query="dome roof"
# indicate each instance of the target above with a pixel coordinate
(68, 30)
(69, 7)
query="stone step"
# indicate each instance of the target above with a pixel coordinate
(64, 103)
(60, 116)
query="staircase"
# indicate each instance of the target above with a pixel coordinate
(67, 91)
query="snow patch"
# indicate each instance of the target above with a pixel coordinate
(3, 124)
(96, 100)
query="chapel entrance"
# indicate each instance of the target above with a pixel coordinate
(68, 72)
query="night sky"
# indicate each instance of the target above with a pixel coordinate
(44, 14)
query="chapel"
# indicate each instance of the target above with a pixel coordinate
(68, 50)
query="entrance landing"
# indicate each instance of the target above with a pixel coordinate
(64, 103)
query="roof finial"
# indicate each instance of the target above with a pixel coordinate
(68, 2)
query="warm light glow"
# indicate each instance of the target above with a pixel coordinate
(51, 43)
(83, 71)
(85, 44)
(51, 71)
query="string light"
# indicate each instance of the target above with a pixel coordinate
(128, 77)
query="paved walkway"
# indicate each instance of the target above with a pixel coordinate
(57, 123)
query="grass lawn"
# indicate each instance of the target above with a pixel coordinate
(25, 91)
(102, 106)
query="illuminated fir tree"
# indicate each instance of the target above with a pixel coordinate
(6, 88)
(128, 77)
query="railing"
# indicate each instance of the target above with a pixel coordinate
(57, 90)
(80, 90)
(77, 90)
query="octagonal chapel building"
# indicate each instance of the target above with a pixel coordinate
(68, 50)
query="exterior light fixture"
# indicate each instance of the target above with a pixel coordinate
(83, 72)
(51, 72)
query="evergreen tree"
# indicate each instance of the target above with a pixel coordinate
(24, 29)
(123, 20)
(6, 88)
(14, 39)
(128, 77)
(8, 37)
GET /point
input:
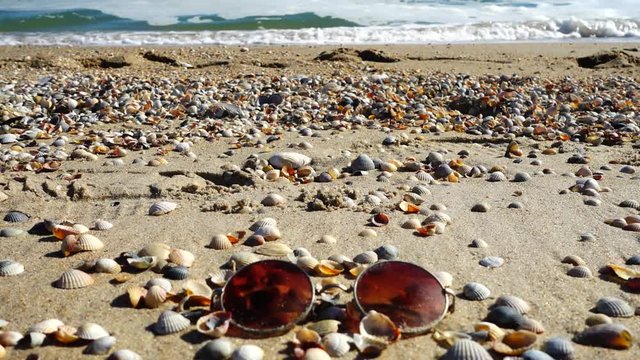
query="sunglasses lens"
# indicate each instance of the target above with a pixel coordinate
(408, 294)
(268, 296)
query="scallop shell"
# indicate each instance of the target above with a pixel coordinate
(74, 279)
(124, 354)
(580, 271)
(101, 346)
(16, 216)
(170, 322)
(102, 225)
(513, 302)
(492, 261)
(614, 307)
(290, 159)
(476, 291)
(91, 331)
(613, 336)
(181, 257)
(559, 348)
(10, 268)
(362, 163)
(273, 200)
(162, 207)
(465, 349)
(248, 352)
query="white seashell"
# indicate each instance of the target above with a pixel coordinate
(248, 352)
(74, 279)
(476, 291)
(91, 331)
(273, 200)
(291, 159)
(170, 322)
(162, 207)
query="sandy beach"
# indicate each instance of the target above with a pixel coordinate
(553, 222)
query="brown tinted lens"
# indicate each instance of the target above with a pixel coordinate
(269, 295)
(408, 294)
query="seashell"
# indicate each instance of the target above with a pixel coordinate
(181, 257)
(497, 176)
(218, 349)
(368, 233)
(159, 250)
(478, 243)
(124, 354)
(580, 271)
(505, 317)
(476, 291)
(465, 349)
(162, 207)
(515, 343)
(481, 207)
(274, 249)
(559, 348)
(337, 344)
(16, 216)
(573, 260)
(101, 346)
(269, 233)
(379, 327)
(513, 302)
(176, 272)
(386, 252)
(290, 159)
(367, 257)
(10, 268)
(214, 325)
(74, 279)
(170, 322)
(273, 200)
(521, 177)
(614, 307)
(108, 266)
(362, 163)
(102, 225)
(91, 331)
(492, 262)
(12, 232)
(46, 327)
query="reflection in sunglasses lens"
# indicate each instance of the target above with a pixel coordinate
(269, 295)
(409, 295)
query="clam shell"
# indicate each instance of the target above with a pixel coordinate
(218, 349)
(181, 257)
(16, 216)
(124, 354)
(74, 279)
(101, 346)
(559, 348)
(10, 268)
(613, 336)
(290, 159)
(91, 331)
(476, 291)
(614, 307)
(162, 207)
(170, 322)
(273, 200)
(465, 349)
(108, 266)
(580, 271)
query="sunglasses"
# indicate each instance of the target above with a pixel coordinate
(272, 296)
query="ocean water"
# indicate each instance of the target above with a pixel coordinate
(246, 22)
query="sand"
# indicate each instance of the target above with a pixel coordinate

------

• Short exercise: Copy every entry word for word, but omit the pictures.

• Answer to this task:
query="dome roof"
# indicate each instance of the target above with a pixel coordinate
(68, 30)
(69, 7)
query="stone step"
# indicate each instance of the target above with a pixel coordinate
(64, 103)
(60, 116)
query="staircase"
# indicate each instance of the target above with a pixel coordinate
(67, 91)
query="snow patch"
# indicate each instance of the target above with a pixel coordinate
(3, 124)
(96, 100)
query="chapel entrance"
# indicate each instance of the target above with a pixel coordinate
(68, 72)
query="night sky"
# indicate each instance of the target above with a pixel coordinate
(44, 14)
query="chapel"
# indicate each instance of the target above with a pixel coordinate
(68, 50)
query="entrance landing"
# indicate each instance of the target above with a pixel coordinate
(64, 103)
query="roof finial"
# indicate each instance of the target above with a pixel coordinate
(68, 2)
query="warm light glow"
# indicate each instance of the target above with a pixel coordinate
(51, 43)
(83, 71)
(85, 44)
(51, 71)
query="string light"
# indicate each instance of the target above with a pixel coordinate
(128, 77)
query="paved walkway"
# indicate each instance of the target above with a pixel coordinate
(57, 123)
query="grass lawn"
# indicate each instance of the target above with a pixel coordinate
(25, 91)
(102, 106)
query="illuminated fir tree"
# indicate each instance of the target above with a pixel coordinate
(6, 88)
(128, 77)
query="railing"
# indicate each instance of the target above with a pixel coordinate
(57, 90)
(80, 90)
(77, 90)
query="octagonal chapel building"
# indicate each instance of the target above with a pixel coordinate
(68, 50)
query="exterior light fixture"
# indicate each instance of the target above with a pixel coordinate
(83, 72)
(51, 72)
query="evergreen tree"
# indicate each instance of the target above with a pixel coordinate
(24, 29)
(123, 20)
(6, 88)
(14, 39)
(128, 77)
(8, 37)
GET /point
input:
query="sunglasses lens"
# indicate each instance of the target above with a pixel coordinate
(408, 294)
(268, 296)
query="scallop shell"
# indicate each instance of the target above with a pixel coordinate
(74, 279)
(124, 354)
(580, 271)
(101, 346)
(16, 216)
(170, 322)
(102, 225)
(513, 302)
(492, 261)
(614, 307)
(290, 159)
(476, 291)
(91, 331)
(613, 336)
(181, 257)
(559, 348)
(10, 268)
(362, 163)
(273, 200)
(162, 207)
(465, 349)
(248, 352)
query="white seashell"
# indicate each instance of the target above with a pixel coordinate
(248, 352)
(74, 279)
(476, 291)
(91, 331)
(273, 200)
(291, 159)
(170, 322)
(162, 207)
query="sandy beach"
# indicate each instance of the target above with a pixel coordinate
(553, 222)
query="brown tinted lens"
# indicate each instance of the target above with a pixel coordinate
(269, 295)
(408, 294)
query="seashell"
# indicate each instance of the target above with a pixel coordinate
(181, 257)
(497, 176)
(218, 349)
(368, 233)
(159, 250)
(478, 243)
(124, 354)
(580, 271)
(505, 317)
(476, 291)
(465, 349)
(162, 207)
(515, 343)
(481, 207)
(274, 249)
(559, 348)
(337, 344)
(16, 216)
(573, 260)
(101, 346)
(269, 233)
(379, 327)
(513, 302)
(176, 272)
(386, 252)
(290, 159)
(367, 257)
(10, 268)
(214, 325)
(74, 279)
(170, 322)
(273, 200)
(521, 177)
(614, 307)
(108, 266)
(362, 163)
(102, 225)
(91, 331)
(492, 262)
(12, 232)
(46, 327)
query="reflection in sunglasses lens"
# indicate each instance of the target above with a pixel coordinate
(269, 295)
(409, 295)
query="clam shell"
# indicate each instance of the target above with a pixel coordinate
(218, 349)
(181, 257)
(16, 216)
(124, 354)
(74, 279)
(101, 346)
(559, 348)
(10, 268)
(613, 336)
(290, 159)
(91, 331)
(476, 291)
(614, 307)
(162, 207)
(170, 322)
(273, 200)
(465, 349)
(108, 266)
(580, 271)
query="sunglasses"
# indicate each instance of the target above with a pixel coordinate
(272, 296)
query="ocean water"
# indicate each instance of the target above with a pixel coordinate
(246, 22)
query="sand"
# indicate each instance of the target above with a pixel coordinate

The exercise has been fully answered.